Update the listing below by replacing every "overlay placement" with "label anchoring", and leave everything else unchanged. Leave the pictures out of your answer.

+===+

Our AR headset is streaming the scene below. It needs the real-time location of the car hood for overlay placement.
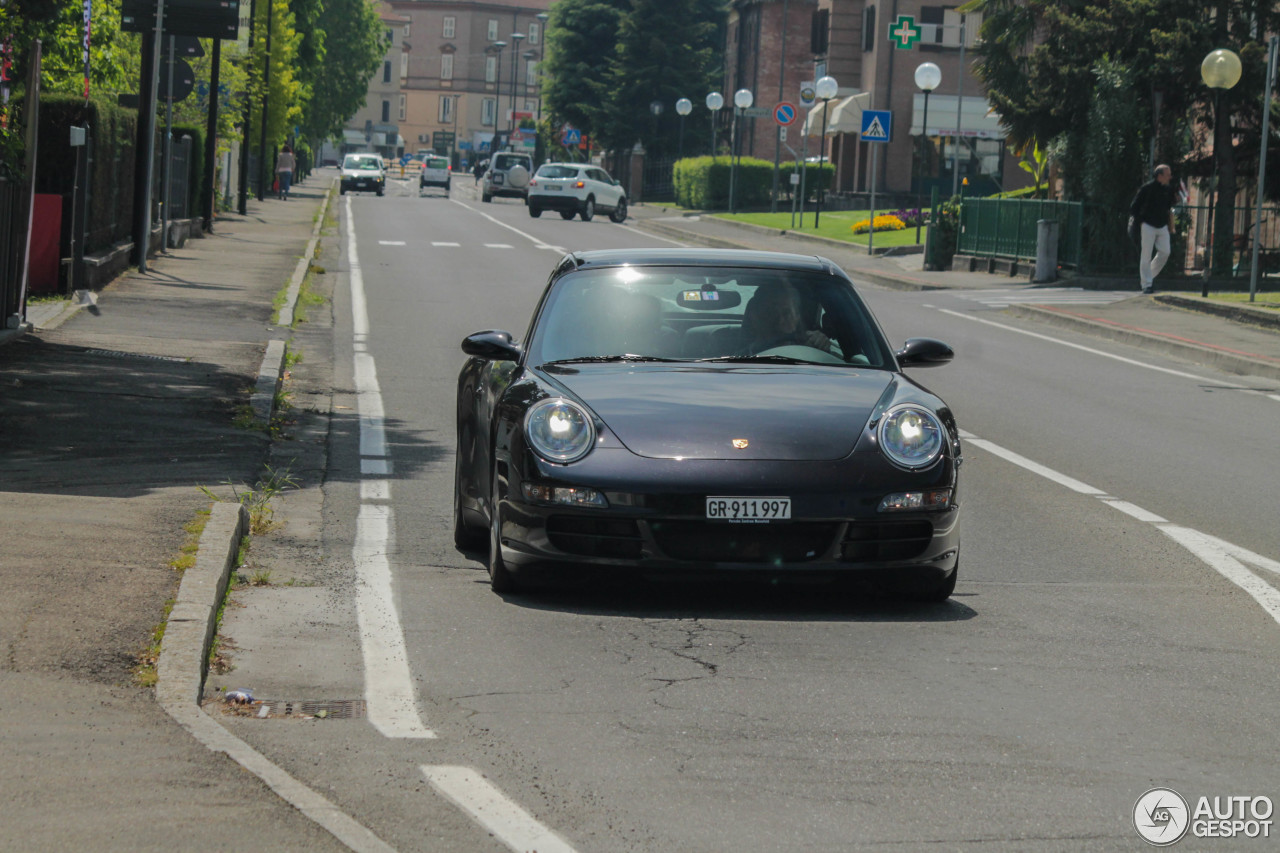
[544,364,895,461]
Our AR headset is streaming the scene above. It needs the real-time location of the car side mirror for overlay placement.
[462,329,525,361]
[893,338,956,368]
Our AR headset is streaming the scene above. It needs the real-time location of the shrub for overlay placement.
[852,214,906,234]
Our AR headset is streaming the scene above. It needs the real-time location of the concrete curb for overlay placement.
[156,502,394,853]
[1005,305,1280,379]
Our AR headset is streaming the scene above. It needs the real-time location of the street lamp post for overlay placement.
[489,41,507,158]
[499,32,525,145]
[728,88,755,213]
[1201,49,1240,297]
[813,74,840,225]
[707,92,724,160]
[915,63,942,243]
[676,97,694,160]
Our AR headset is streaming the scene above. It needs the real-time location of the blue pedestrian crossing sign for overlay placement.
[863,110,893,142]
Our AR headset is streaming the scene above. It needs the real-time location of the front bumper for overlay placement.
[495,451,960,580]
[529,192,582,213]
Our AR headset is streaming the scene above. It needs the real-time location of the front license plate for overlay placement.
[707,497,791,524]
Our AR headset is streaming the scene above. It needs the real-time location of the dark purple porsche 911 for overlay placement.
[454,250,960,601]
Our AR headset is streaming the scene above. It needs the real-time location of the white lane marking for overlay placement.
[449,199,567,255]
[347,197,435,738]
[351,503,435,738]
[421,765,575,853]
[940,309,1244,389]
[969,435,1106,496]
[960,432,1280,622]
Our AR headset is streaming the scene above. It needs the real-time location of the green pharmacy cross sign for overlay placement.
[888,15,920,50]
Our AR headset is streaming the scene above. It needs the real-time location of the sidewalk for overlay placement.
[0,183,1280,850]
[0,173,346,850]
[628,204,1280,379]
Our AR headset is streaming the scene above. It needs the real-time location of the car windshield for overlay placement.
[493,154,529,172]
[529,266,893,368]
[538,165,577,178]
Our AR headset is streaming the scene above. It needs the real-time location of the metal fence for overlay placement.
[956,199,1084,266]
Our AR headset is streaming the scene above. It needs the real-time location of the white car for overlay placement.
[529,163,627,222]
[417,154,453,195]
[338,154,387,195]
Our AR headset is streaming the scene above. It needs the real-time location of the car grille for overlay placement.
[649,521,840,565]
[840,520,933,562]
[547,515,640,560]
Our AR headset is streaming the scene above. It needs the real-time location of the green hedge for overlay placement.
[672,156,836,210]
[36,95,138,254]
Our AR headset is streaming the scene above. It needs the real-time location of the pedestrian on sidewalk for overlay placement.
[275,142,298,200]
[1129,164,1178,293]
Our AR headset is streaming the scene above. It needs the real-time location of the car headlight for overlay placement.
[525,397,595,462]
[877,405,946,470]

+===+

• [OUTPUT FOR THIS TASK]:
Our AR headset is streaming the scene below. It needs the real-time location of the car hood for label anchoring.
[544,364,895,461]
Our AR headset is streaming the scene above. It needs the real-time location of the car side mirror for label anchoring.
[462,329,525,361]
[893,338,956,368]
Our AR headset is streaming the scene above. It needs the real-time location of the shrub for label anchoring.
[852,214,906,234]
Our AR headset is streaming the scene above. It needs the real-time location of the concrete curb for label anchoring.
[156,502,394,853]
[1005,305,1280,379]
Our AR headset is streaming the scene above. It needs the real-time location of the street lamp post for label anchoring.
[489,41,507,158]
[499,32,525,145]
[728,88,755,213]
[1201,49,1240,297]
[813,74,840,225]
[707,92,724,160]
[915,63,942,243]
[676,97,694,160]
Our AR headset is streaming the scene above. It needs the real-time location of the blue pedestrian crossing sign for label anchoring.
[863,110,893,142]
Our AR headset is streaming the scene above. It needs the real-time location of the front bumper for label anchoring.
[495,451,960,580]
[529,192,582,213]
Our AR headset is streaming the scene above. It needs the real-time location of the front license plate for label anchoring.
[707,497,791,524]
Our AR headset is streaming the scene above. It needs the real-time location of the dark purple porsche 911 for label anchoring.
[454,250,960,601]
Our AR headset is streaming the scene above. It needs the real-time location of the white lane marking for label anchoring.
[449,199,567,255]
[347,197,435,738]
[351,503,435,738]
[421,765,575,853]
[940,309,1244,389]
[969,435,1106,496]
[960,432,1280,622]
Our AR headset is streaming the scene above. It needs the real-time location of the green pharmacy cross sign for label anchoring.
[888,15,920,50]
Our AR headset is streaming the scene above. It needs the real-time location of the sidewalk for label anchoring.
[0,183,1280,850]
[0,173,346,850]
[628,204,1280,379]
Our AR headset is streaming the scene above. It needs the real-time location of the car windshield for label anchoring.
[493,154,529,172]
[529,266,893,368]
[538,165,577,178]
Our AR headset is streaming the scene above. It needs the real-time location of the metal fence for label anchoring.
[956,199,1084,266]
Our AR headset is streaming the scene above. It needs the real-time location of the white car for label anchoring.
[529,163,627,222]
[417,154,453,195]
[338,154,387,195]
Our AR headset is streaming the scene above. It needs the real-time location of the car grille for label anchoring.
[649,521,840,565]
[840,520,933,562]
[547,515,640,560]
Our AR headset is streaming the scene above. It needs the real-time location of the green hedge for label anchoring.
[672,156,836,210]
[36,95,138,254]
Our AR headset is streaming the scene above. It needs the real-time location of the pedestrian on sidewalk for label anchoring.
[275,142,298,200]
[1129,164,1178,293]
Our AR headset is streaming the scene above. It needs the real-time location of the car headlight for label anchoring.
[525,397,595,462]
[877,405,946,470]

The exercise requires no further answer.